++++ WORKING DATA

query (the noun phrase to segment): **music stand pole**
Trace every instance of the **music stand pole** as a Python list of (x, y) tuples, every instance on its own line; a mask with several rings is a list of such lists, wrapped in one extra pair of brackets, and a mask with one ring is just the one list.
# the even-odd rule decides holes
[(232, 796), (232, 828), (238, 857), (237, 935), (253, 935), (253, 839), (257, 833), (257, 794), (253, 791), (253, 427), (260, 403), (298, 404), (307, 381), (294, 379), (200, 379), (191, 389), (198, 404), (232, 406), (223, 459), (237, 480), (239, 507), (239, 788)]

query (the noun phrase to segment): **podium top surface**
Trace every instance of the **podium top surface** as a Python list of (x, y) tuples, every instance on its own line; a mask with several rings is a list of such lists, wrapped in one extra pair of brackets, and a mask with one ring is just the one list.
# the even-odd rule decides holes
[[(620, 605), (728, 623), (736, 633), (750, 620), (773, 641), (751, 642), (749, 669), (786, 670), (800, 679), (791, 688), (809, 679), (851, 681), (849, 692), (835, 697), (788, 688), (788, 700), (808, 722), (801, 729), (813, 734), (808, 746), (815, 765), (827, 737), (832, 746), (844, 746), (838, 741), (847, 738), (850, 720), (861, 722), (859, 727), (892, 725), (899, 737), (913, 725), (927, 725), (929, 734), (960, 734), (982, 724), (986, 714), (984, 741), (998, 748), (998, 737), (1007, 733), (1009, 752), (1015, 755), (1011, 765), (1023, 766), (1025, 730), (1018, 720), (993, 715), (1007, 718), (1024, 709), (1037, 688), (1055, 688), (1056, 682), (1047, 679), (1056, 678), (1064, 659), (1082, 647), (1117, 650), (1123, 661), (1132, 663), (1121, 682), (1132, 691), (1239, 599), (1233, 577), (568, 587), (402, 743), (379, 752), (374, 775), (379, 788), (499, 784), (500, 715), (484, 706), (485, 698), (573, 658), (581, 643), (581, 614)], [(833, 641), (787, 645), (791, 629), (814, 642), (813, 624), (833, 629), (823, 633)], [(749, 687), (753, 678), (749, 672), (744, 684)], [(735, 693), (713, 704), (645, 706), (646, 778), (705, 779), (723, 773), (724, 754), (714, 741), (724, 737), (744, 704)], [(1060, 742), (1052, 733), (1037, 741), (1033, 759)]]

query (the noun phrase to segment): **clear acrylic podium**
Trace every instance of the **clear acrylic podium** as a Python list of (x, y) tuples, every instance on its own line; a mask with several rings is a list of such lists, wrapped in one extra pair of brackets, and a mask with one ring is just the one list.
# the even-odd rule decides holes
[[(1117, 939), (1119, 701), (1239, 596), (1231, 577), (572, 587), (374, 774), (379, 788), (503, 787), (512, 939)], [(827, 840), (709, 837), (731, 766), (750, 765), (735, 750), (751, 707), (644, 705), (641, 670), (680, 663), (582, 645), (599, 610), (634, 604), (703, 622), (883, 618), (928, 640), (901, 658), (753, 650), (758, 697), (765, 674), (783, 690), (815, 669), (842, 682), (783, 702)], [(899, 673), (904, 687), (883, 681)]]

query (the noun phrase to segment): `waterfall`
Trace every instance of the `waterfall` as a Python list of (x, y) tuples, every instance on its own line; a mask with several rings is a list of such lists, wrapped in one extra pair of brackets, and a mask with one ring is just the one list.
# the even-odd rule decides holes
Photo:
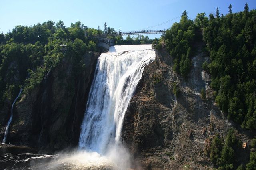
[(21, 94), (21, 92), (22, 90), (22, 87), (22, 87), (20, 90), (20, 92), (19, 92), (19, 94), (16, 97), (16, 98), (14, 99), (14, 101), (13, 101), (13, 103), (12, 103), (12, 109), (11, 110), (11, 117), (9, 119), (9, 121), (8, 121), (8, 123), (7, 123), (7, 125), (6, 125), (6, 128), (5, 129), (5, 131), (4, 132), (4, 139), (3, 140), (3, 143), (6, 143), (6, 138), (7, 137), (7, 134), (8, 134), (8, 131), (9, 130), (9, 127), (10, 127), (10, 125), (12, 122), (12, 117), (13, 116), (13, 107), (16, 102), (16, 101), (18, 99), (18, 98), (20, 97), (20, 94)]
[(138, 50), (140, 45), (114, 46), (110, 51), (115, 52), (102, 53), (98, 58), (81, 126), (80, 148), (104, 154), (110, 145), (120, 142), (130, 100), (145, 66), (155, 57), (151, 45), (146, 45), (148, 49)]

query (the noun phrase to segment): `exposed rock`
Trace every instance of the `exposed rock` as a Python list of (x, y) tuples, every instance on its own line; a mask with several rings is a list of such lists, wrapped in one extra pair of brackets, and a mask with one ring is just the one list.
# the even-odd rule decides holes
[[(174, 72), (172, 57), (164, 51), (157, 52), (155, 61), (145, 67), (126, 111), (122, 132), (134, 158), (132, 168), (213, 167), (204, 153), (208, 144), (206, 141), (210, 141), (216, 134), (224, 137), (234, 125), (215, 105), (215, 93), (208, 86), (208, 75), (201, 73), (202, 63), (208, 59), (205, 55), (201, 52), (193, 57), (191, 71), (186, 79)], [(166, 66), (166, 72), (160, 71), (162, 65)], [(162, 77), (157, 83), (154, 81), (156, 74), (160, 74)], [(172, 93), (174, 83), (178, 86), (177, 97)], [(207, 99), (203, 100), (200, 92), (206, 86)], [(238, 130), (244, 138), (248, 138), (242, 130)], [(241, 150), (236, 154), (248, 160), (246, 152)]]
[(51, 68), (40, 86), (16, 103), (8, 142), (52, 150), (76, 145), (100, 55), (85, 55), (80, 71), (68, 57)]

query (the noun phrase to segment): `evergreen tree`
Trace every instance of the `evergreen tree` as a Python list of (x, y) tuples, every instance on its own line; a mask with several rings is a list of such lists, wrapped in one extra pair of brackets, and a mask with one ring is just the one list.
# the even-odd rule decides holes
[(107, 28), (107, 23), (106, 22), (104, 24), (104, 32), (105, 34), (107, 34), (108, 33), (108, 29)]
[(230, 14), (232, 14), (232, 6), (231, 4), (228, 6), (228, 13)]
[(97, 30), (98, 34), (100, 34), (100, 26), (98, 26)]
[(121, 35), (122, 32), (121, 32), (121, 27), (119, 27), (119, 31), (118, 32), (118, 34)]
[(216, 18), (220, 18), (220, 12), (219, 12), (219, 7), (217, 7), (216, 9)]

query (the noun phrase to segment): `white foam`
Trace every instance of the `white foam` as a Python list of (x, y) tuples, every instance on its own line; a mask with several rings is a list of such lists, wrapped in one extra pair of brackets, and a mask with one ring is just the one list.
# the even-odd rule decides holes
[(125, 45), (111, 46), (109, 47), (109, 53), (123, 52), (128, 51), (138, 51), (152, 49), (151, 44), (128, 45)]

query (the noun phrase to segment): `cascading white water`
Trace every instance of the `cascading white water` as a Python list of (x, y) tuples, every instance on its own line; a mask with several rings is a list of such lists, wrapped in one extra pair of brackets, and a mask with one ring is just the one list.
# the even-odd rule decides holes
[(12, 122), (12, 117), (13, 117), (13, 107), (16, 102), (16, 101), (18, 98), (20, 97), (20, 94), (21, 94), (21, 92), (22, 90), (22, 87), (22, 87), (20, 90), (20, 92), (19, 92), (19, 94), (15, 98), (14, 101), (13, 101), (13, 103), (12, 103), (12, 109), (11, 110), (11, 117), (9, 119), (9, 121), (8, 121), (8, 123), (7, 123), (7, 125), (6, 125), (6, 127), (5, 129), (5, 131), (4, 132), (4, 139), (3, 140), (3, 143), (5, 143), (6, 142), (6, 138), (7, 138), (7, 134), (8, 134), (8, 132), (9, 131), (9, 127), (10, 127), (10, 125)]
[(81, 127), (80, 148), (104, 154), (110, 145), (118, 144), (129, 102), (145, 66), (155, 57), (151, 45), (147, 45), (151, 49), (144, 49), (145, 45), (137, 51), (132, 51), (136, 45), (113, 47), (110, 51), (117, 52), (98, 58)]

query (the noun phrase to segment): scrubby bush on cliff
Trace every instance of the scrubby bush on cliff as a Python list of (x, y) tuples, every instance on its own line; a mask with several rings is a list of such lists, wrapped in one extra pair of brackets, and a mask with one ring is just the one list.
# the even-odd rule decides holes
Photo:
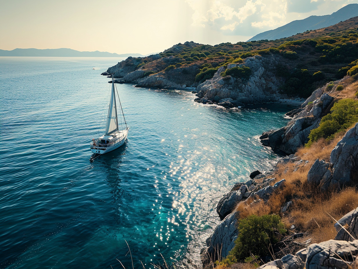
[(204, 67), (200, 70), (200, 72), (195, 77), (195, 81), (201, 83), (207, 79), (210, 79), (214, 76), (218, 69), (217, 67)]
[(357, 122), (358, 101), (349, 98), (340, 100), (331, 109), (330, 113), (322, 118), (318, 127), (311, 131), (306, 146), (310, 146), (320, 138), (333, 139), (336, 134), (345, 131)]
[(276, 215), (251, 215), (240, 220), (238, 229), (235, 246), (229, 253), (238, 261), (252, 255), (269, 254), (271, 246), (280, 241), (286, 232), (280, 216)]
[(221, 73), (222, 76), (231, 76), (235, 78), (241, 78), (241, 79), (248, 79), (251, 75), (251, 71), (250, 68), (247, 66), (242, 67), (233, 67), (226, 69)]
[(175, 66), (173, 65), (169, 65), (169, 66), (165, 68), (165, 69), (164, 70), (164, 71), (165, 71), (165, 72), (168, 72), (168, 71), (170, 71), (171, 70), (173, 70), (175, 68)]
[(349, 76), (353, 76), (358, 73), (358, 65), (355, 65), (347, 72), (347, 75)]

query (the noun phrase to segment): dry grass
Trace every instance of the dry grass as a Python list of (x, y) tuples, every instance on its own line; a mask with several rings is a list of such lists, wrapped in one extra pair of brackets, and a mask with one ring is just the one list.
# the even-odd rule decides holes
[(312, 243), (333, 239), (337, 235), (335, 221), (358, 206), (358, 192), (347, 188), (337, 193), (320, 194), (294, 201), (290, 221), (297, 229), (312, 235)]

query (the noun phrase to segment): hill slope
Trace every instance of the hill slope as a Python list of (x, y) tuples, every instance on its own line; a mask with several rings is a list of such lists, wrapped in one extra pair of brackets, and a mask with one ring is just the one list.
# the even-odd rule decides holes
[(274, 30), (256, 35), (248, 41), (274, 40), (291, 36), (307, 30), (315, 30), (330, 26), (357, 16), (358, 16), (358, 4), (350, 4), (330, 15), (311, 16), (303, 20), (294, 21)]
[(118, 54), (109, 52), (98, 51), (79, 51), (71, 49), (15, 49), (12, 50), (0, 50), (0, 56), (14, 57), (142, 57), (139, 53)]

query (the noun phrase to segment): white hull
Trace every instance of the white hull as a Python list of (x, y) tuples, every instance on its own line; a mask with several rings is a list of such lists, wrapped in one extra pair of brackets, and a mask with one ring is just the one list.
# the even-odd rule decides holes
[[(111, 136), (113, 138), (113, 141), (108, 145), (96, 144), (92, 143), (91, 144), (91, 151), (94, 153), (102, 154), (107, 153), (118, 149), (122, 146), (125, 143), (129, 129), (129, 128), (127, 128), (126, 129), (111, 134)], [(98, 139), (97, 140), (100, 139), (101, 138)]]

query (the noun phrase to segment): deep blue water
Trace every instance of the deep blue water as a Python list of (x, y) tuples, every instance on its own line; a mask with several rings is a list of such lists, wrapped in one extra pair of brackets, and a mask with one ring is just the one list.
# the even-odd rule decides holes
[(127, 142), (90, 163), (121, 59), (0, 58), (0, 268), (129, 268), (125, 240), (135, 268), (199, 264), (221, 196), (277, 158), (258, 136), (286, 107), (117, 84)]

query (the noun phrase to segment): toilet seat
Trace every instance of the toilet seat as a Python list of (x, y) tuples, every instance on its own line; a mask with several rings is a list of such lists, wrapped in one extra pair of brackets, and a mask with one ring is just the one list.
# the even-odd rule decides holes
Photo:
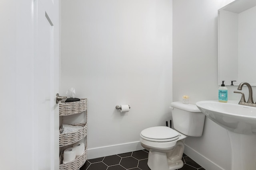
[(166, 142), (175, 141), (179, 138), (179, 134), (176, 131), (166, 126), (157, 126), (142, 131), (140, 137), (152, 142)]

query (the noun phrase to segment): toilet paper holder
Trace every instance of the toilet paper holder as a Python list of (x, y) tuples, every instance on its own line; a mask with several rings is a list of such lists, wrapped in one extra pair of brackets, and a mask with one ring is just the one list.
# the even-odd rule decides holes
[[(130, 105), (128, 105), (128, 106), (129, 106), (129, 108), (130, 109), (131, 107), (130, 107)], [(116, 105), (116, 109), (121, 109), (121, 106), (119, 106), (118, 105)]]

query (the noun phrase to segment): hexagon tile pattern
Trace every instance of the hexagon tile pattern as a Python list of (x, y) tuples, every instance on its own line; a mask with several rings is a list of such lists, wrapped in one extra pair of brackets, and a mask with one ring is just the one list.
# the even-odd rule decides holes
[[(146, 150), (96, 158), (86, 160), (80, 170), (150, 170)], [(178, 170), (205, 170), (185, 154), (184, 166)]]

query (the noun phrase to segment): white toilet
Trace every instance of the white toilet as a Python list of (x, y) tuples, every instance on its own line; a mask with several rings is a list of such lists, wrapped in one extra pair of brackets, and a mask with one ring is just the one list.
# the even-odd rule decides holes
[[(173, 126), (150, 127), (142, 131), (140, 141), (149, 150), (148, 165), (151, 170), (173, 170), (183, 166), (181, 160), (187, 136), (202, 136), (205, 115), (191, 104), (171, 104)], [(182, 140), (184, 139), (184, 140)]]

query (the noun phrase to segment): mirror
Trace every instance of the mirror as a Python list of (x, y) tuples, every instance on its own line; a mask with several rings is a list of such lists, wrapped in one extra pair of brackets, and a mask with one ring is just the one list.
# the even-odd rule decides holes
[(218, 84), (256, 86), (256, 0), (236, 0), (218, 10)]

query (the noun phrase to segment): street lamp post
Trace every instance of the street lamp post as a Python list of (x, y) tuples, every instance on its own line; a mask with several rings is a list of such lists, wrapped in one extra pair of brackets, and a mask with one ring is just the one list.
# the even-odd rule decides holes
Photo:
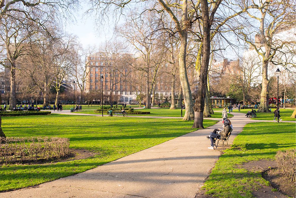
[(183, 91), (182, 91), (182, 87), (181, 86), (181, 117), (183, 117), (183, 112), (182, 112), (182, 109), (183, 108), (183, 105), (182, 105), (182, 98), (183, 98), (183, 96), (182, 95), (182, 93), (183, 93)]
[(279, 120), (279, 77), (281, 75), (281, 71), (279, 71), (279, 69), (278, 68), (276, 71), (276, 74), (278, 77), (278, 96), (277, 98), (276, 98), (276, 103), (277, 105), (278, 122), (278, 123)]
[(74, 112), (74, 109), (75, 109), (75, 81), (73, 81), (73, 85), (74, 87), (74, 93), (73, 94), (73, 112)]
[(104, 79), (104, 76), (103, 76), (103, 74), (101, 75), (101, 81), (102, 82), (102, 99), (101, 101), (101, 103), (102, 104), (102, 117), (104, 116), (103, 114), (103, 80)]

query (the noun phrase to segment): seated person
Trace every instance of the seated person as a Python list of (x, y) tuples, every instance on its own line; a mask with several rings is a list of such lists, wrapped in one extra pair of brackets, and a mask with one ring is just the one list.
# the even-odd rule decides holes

++++++++

Beginning at the line with "query (the noun phrase to segment): street", reproduce each line exactly through the last line of the records above, with pictures left out.

query (the noun phrase to segment): street lamp post
Trace every instance of the street lamp post as a Python list of (x, y) tuples, every instance on its own line; a mask with several rings is a list of such lists, wrapped in one extra pair of brackets, and a mask with one ring is just the one list.
# the even-odd rule decides holes
Photo:
[(183, 91), (182, 91), (182, 87), (181, 86), (181, 117), (183, 117), (183, 112), (182, 112), (182, 109), (183, 108), (183, 105), (182, 105), (182, 98), (183, 98), (183, 96), (182, 95), (182, 93), (183, 93)]
[(279, 120), (279, 77), (281, 75), (281, 71), (279, 71), (279, 69), (278, 68), (276, 71), (276, 74), (278, 77), (278, 96), (277, 98), (276, 98), (276, 103), (277, 105), (278, 122), (278, 123)]
[(74, 112), (74, 109), (75, 109), (75, 81), (73, 81), (73, 85), (74, 87), (74, 93), (73, 94), (73, 112)]
[(104, 79), (104, 76), (103, 76), (103, 74), (101, 75), (101, 81), (102, 82), (102, 99), (101, 101), (101, 103), (102, 104), (102, 117), (104, 116), (103, 114), (103, 80)]

query (the noun phrase to segment): seated person
Trace every instance of the seated person as a Python list of (x, y) tuples, every instance on its own line; a mask with several rings is a list of such lists, wrapped in one extra pair of brackets, and a mask with one ring is just the one list.
# the even-odd rule decides holes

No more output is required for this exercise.